Task goal
The answer must consist of every line from the data that holds "below".

Material for this task
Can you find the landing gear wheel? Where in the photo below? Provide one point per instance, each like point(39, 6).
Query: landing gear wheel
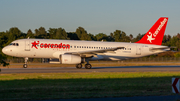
point(88, 66)
point(79, 66)
point(25, 65)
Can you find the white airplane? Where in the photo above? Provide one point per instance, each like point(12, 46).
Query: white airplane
point(78, 52)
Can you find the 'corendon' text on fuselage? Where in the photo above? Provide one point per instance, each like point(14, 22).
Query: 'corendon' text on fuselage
point(49, 45)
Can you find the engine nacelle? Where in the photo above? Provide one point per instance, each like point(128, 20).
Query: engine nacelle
point(69, 59)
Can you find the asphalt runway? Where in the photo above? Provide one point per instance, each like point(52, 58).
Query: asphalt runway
point(93, 69)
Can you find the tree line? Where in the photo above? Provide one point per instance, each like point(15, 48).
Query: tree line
point(80, 34)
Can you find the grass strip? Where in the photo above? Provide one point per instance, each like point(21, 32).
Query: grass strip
point(84, 85)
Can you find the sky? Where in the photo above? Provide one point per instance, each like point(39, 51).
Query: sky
point(95, 16)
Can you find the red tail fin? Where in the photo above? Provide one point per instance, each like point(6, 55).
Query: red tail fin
point(156, 33)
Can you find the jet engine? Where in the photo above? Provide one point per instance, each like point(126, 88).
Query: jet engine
point(69, 59)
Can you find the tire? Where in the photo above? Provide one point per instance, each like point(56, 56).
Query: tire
point(88, 66)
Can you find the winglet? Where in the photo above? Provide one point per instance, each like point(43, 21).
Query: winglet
point(156, 33)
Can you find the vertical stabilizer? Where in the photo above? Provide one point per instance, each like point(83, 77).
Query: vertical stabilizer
point(156, 33)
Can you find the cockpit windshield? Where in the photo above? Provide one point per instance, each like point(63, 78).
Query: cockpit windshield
point(14, 44)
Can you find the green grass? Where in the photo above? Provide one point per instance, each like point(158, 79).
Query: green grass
point(84, 85)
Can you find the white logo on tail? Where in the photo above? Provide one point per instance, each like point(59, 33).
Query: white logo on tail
point(150, 37)
point(156, 32)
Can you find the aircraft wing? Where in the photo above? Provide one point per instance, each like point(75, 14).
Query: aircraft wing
point(91, 53)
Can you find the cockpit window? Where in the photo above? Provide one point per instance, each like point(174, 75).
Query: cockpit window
point(14, 44)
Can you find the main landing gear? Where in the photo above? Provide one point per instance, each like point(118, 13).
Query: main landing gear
point(25, 64)
point(87, 66)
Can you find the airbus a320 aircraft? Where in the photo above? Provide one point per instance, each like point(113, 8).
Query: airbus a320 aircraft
point(78, 52)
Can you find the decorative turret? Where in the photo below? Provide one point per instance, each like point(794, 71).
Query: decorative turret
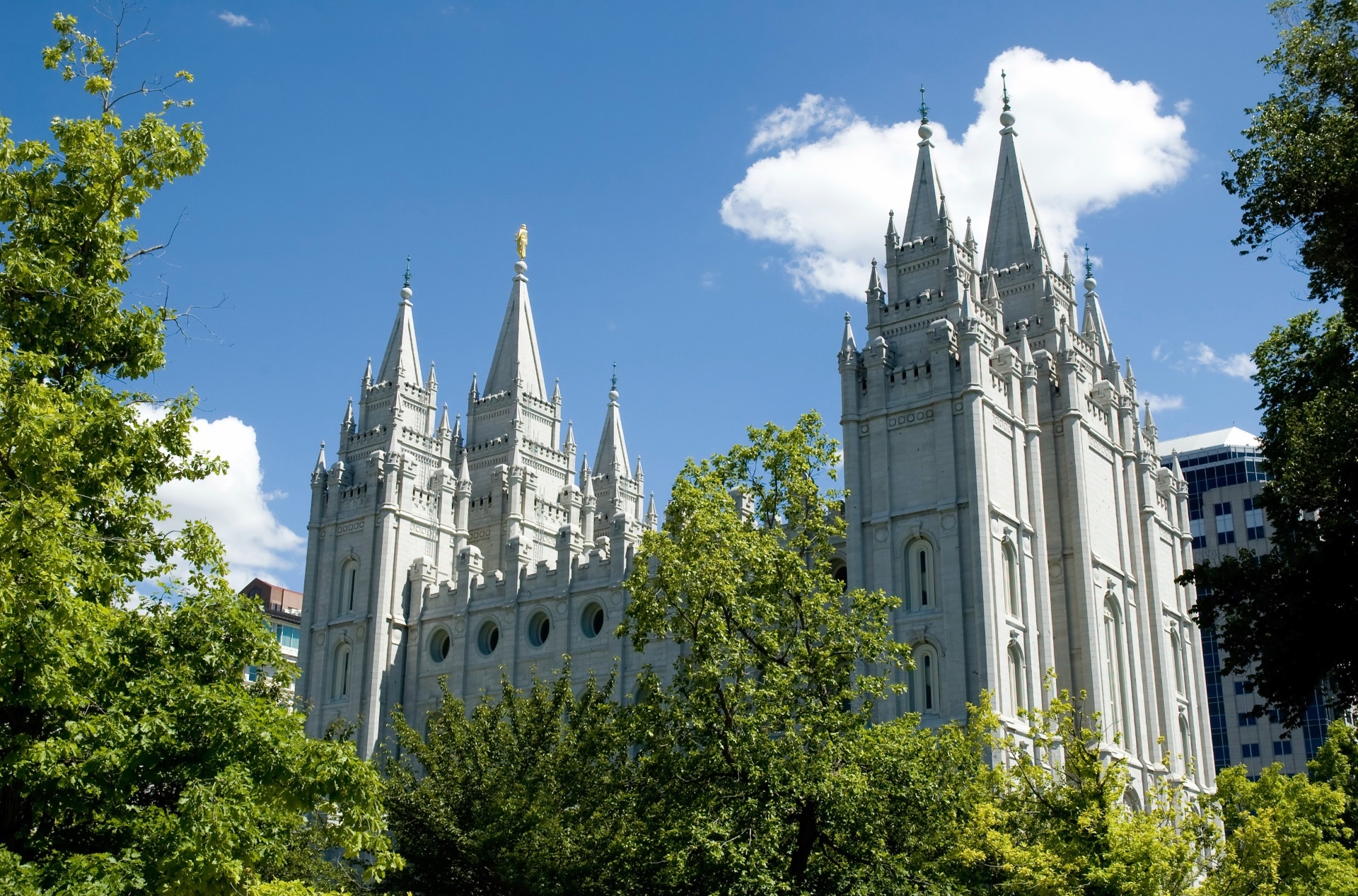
point(613, 444)
point(1148, 428)
point(318, 473)
point(516, 351)
point(401, 361)
point(1014, 218)
point(849, 347)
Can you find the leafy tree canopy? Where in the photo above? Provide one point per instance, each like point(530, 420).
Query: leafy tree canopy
point(1284, 617)
point(1300, 173)
point(132, 757)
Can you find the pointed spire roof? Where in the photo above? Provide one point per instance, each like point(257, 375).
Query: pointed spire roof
point(516, 352)
point(401, 361)
point(1014, 219)
point(586, 478)
point(849, 345)
point(922, 218)
point(613, 446)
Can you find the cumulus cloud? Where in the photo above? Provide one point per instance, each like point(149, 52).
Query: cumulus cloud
point(1086, 140)
point(236, 504)
point(1163, 402)
point(785, 127)
point(1201, 356)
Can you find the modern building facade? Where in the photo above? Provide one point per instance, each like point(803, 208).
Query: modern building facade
point(439, 553)
point(1225, 473)
point(1002, 484)
point(283, 614)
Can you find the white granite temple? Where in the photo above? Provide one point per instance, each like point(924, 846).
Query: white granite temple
point(1002, 484)
point(438, 553)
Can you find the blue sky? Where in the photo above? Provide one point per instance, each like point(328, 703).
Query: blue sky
point(345, 136)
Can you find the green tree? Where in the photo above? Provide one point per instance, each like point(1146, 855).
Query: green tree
point(1282, 838)
point(132, 757)
point(1284, 617)
point(525, 794)
point(1300, 174)
point(1064, 823)
point(758, 769)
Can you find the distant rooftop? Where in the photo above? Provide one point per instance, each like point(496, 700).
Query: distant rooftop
point(1232, 438)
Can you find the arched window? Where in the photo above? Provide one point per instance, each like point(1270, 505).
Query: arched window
point(919, 574)
point(1011, 581)
point(348, 586)
point(1018, 679)
point(340, 686)
point(1179, 661)
point(1115, 675)
point(922, 690)
point(1186, 742)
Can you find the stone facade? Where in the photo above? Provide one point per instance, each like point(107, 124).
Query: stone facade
point(1002, 484)
point(436, 553)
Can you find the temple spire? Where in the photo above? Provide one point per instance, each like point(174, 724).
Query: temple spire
point(516, 352)
point(925, 204)
point(401, 361)
point(613, 446)
point(1011, 235)
point(849, 347)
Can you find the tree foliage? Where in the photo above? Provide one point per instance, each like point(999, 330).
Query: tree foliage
point(132, 757)
point(1300, 174)
point(1284, 617)
point(526, 794)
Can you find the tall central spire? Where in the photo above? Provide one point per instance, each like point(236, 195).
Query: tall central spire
point(401, 361)
point(516, 352)
point(1014, 219)
point(922, 218)
point(613, 444)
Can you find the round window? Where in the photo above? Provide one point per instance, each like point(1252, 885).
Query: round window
point(488, 639)
point(538, 629)
point(591, 621)
point(441, 645)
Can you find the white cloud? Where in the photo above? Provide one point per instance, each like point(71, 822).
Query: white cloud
point(1086, 141)
point(236, 504)
point(1163, 402)
point(1202, 356)
point(784, 127)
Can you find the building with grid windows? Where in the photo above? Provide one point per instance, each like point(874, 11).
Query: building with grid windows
point(282, 608)
point(1002, 484)
point(1225, 473)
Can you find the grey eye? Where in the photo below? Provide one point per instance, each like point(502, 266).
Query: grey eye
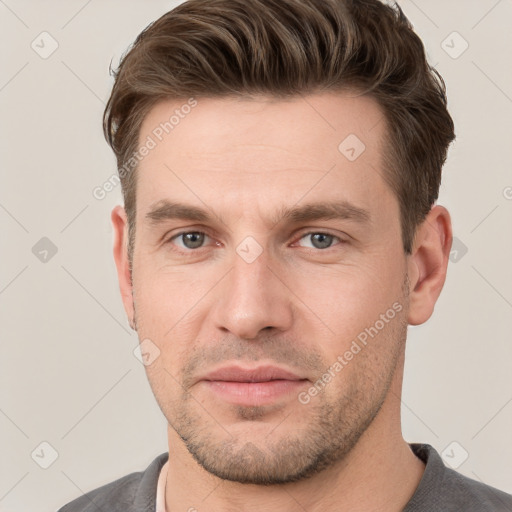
point(192, 240)
point(320, 240)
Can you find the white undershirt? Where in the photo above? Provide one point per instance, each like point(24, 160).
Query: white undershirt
point(160, 489)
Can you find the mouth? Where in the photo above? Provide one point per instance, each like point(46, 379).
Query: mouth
point(253, 386)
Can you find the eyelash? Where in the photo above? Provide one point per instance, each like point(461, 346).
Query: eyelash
point(190, 251)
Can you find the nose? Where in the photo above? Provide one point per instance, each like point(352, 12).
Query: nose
point(253, 297)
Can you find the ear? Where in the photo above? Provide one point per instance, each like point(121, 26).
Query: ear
point(427, 265)
point(120, 225)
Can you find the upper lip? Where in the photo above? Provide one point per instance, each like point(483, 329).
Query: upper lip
point(258, 374)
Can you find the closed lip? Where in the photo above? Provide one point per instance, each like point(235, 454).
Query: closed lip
point(258, 374)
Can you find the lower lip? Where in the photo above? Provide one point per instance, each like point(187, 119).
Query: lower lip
point(254, 393)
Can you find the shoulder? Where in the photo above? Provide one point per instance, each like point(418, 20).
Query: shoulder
point(474, 495)
point(442, 488)
point(123, 494)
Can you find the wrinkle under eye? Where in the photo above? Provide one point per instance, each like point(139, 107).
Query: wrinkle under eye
point(196, 238)
point(325, 242)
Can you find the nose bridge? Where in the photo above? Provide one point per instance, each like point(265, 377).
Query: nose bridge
point(252, 298)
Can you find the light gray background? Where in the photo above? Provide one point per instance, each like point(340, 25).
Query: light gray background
point(68, 373)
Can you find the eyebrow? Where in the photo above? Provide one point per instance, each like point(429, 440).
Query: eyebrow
point(167, 210)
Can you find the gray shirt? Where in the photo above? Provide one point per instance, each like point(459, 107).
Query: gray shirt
point(441, 489)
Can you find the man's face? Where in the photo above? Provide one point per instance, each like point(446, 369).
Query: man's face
point(246, 286)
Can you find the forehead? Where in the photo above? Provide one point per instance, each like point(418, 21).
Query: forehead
point(227, 152)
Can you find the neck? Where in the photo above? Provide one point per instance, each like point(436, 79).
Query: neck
point(380, 473)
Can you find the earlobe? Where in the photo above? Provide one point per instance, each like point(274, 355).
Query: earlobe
point(428, 264)
point(120, 226)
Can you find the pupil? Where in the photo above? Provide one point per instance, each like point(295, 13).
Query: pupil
point(323, 239)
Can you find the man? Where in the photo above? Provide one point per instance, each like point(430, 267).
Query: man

Result for this exercise
Can you find the landing gear wheel? Where in the photo below? Provide one point per instance, each like point(39, 6).
Can you find the decorative turret? Where in the photo below? Provide one point per instance, each like point(794, 71).
Can you find the grey eye? Where in the photo below? Provide one point per instance, each like point(502, 266).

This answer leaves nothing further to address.